Rewrite the items below, swapping every "Mark one point" for "Place a single point" and leaving everything else the same.

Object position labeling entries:
::::::::::

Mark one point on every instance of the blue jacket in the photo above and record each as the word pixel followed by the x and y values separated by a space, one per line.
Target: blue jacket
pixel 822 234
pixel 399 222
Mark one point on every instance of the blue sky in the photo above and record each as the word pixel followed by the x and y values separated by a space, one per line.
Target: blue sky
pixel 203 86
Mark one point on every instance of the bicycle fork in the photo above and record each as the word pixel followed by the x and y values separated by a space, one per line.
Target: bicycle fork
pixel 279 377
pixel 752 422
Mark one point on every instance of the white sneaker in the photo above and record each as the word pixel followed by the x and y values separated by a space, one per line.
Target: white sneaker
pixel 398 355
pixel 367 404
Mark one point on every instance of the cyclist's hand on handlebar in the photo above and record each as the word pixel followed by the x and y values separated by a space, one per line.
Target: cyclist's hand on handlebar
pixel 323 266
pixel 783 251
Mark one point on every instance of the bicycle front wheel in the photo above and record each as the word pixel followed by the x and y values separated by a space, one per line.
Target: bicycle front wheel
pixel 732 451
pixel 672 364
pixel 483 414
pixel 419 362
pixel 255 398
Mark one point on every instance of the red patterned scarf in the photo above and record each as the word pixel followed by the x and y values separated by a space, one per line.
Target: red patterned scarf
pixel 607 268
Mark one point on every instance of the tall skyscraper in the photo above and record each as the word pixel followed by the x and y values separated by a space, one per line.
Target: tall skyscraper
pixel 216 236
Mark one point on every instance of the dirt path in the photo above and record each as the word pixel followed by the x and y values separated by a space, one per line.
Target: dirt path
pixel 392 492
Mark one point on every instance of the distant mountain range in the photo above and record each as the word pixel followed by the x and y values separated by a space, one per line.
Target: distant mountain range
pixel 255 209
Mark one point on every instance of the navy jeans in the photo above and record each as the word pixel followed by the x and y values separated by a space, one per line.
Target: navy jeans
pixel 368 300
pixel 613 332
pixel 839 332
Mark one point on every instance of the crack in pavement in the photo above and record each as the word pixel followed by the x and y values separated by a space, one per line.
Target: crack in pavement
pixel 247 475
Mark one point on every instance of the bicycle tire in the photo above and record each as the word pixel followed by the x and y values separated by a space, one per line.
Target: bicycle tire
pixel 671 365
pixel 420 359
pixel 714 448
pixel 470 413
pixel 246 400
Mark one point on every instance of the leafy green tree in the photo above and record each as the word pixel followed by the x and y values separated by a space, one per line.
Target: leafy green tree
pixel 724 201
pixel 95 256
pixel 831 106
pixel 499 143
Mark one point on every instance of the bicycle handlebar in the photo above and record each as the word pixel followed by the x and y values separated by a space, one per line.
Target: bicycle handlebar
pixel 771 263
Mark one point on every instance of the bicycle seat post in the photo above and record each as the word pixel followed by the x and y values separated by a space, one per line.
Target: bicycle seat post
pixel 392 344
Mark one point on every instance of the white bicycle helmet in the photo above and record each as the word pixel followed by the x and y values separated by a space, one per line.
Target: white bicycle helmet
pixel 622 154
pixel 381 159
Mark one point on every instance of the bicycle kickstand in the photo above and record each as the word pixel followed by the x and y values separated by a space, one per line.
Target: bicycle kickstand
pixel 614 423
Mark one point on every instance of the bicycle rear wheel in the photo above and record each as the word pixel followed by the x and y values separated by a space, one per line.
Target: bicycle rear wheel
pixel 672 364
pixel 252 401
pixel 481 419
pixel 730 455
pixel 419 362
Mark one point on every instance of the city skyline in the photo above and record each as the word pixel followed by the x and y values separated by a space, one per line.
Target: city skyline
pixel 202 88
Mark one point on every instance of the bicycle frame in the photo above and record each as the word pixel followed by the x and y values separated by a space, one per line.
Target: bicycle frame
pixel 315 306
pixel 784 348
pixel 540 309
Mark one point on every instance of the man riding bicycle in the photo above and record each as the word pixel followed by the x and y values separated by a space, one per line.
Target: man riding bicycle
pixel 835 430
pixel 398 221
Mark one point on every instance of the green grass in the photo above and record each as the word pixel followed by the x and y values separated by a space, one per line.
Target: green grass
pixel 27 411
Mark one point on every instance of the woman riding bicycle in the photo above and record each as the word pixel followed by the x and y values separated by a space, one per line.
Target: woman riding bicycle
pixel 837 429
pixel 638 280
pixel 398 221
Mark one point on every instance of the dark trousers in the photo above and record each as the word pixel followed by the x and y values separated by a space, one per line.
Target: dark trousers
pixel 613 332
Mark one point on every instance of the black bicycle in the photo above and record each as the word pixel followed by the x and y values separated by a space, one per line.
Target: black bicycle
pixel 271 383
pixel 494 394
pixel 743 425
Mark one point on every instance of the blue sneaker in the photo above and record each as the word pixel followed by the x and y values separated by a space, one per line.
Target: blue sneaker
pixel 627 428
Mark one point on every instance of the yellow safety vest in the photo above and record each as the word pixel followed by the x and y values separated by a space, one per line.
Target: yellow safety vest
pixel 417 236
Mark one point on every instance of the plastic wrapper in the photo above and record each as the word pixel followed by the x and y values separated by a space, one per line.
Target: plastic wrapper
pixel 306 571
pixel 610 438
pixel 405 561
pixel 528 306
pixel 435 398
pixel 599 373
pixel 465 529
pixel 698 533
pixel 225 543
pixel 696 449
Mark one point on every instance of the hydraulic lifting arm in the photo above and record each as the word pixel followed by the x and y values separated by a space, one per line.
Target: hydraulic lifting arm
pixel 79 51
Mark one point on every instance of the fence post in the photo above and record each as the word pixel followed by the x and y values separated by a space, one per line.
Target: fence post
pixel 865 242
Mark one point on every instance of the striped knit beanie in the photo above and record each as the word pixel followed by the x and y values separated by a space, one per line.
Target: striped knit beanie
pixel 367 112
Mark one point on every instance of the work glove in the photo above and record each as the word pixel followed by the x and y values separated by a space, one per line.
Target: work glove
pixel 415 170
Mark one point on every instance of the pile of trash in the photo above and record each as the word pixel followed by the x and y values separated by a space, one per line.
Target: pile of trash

::::::::::

→ SOLUTION TO THIS EXERCISE:
Place a single point on every instance of the blue jacket in the photo above and record each as the word pixel followed by the x and y values separated by a space, one per line.
Target: blue jacket
pixel 822 234
pixel 399 222
Place a single point on every instance of the blue sky in the photo above and record each as the word pixel followed by the x and y values separated by a space, one per line.
Target: blue sky
pixel 203 86
Place a single point on every instance of the bicycle fork in the photo above and record each as the word pixel followed by the x and y values separated by a space, one per line.
Target: bicycle fork
pixel 279 377
pixel 752 422
Place a single point on every instance of the white sneaker in the photo above and record each as the word pixel followed by the x and y values separated by a space, one per line.
Target: white sneaker
pixel 398 355
pixel 367 404
Place a single point on every instance of the cyclist's hand on handlebar in the photo above and record each as the word pixel followed by the x and y values separated by a space, one per line.
Target: cyclist's hand on handlebar
pixel 323 266
pixel 783 251
Place a single point on every instance of the bicycle front wheel in the photo above and record each as the word pixel followed by the x and y values separated by a space, one per line.
Target: bicycle front wheel
pixel 732 451
pixel 672 364
pixel 483 414
pixel 419 362
pixel 255 398
Place a single point on every instance of the red patterned scarf in the photo above and record each as the word pixel followed by the x and y values separated by a space, one per line.
Target: red patterned scarf
pixel 607 268
Place a single point on every instance of the tall skyscraper in the photo above and record each as the word pixel followed by the x and y values separated by a space, one per line.
Target: tall skyscraper
pixel 216 236
Place a single point on every instance of the dirt path in the photo above and record each as the word pixel followed by the x and y values separated by a space, one per line.
Target: dirt path
pixel 392 492
Place a single point on every instance of the distant mountain range in the photo above and record each as the word pixel followed by the x and y values separated by a space, one per line.
Target: distant mountain range
pixel 255 209
Place a single point on every instance of the navy jeans in the photo above and record each as the word pixel followed by the x and y values separated by a space, one per line.
Target: navy jeans
pixel 368 300
pixel 613 332
pixel 839 332
Place a single point on every instance of the crack in pavement in the photo above and record each as the word pixel followed by the x and y values separated by a space, one per line.
Target: crack in pavement
pixel 247 475
Place a single point on every instance of the bicycle tire in the photo above and record each as the word pixel followed by the x and y values separated by a space, one per line.
Target: bicycle tire
pixel 671 365
pixel 420 359
pixel 714 448
pixel 470 413
pixel 246 400
Place a single point on every instance of the leafy green tree in the photo above and record each as the word pixel followed by the x and y values separated by a space, one per line.
Target: leafy green tree
pixel 724 201
pixel 95 256
pixel 831 106
pixel 499 143
Place a single point on every instance of the bicycle handlebar in the photo above and record each as the word pixel followed by the x and y values separated by a space, one per line.
Target: bicycle handlebar
pixel 771 263
Place a single point on every instance of the bicycle seat post in the photo above and record each as the word pixel followed by the x and y values separated by a space, one per line.
Target: bicycle seat post
pixel 392 344
Place a single point on every instance of the white bicycle helmet in the photo above and record each as the word pixel followed by the x and y values separated by a space, one per line.
Target: white bicycle helmet
pixel 622 154
pixel 381 159
Place a single point on every instance of the bicycle kickstand in the photo above and record each as the word pixel followed by the x and y values separated by a space, one per line.
Target: bicycle kickstand
pixel 614 423
Place a single point on every instance of the bicycle rear wheel in the photo above and record each as the word pixel followed by the x and y values separated by a space, one per line.
Target: bicycle rear wheel
pixel 672 364
pixel 252 401
pixel 481 419
pixel 730 455
pixel 419 362
Place a single point on every instance of the city skyline in the photo above and record each as the word pixel followed by the x and y values separated by a space, one per line.
Target: city skyline
pixel 202 88
Place a single point on every instance of the bicycle frame in the photo above and record each as the word pixel followed by the x and y values separated by a space, one per line.
Target: bicycle frame
pixel 315 306
pixel 784 348
pixel 540 309
Place a single point on every instance of the man riding bicycle in the photo above and record each as the word pixel followed by the x and y values separated by a space, one per line.
Target: man riding bicycle
pixel 835 430
pixel 398 221
Place a single point on every instance of the green grass in the photo above and record each as the word pixel followed by the x and y values separated by a space, one per line.
Target: green grass
pixel 27 411
Place a single point on every instance of the woman riding bicycle in the photo above and record each as the word pixel followed by the x and y values separated by a space, one per line.
Target: woman riding bicycle
pixel 837 429
pixel 638 280
pixel 398 221
Place a single point on every instance of the dark trousers in the photo above and record each as the word pixel followed by the x and y values separated by a space, one per line.
Target: dark trousers
pixel 613 332
Place a single point on every instance of the black bicycle in the photo above and record each as the word pixel followed by the x and y values separated by a space, one per line.
Target: black bicycle
pixel 271 383
pixel 494 394
pixel 743 425
Place a single point on every instance of the blue sneaker in the photo above and record each as the word pixel followed by the x and y values separated by a space, one per line.
Target: blue sneaker
pixel 627 428
Place a single point on every instance of the yellow safety vest in the photo above and record each as the word pixel followed by the x and y values separated by a space, one per line.
Target: yellow safety vest
pixel 417 236
Place a single point on every instance of the plastic wrapper in the photo above and record each as the word pixel followed by the x and y values separated by a space, one per line.
Target: plastic wrapper
pixel 306 571
pixel 610 438
pixel 405 561
pixel 528 306
pixel 435 398
pixel 599 373
pixel 465 529
pixel 698 533
pixel 225 543
pixel 696 449
Place a single point on every instance of the hydraulic lifting arm in the photo above and record each as the word pixel followed by the x and y values separated by a space, one per line.
Target: hydraulic lifting arm
pixel 79 51
Place a single point on every instance of the fence post in the photo above and record each as the word pixel followed by the x and y values separated by a space, one per line.
Target: fence post
pixel 865 242
Place a single point on every instance of the striped knit beanie in the photo above and record each as the word pixel followed by the x and y values separated by a space, one per line.
Target: striped knit beanie
pixel 367 112
Place a single point on every instance of the work glove in the photo above and record each as the word pixel followed by the x and y values separated by a space, one per line.
Target: work glove
pixel 415 170
Place a single point on every instance of the pile of trash in the photo above and record each as the word pixel followed by the x and y values separated by a space, one per line.
Target: pile of trash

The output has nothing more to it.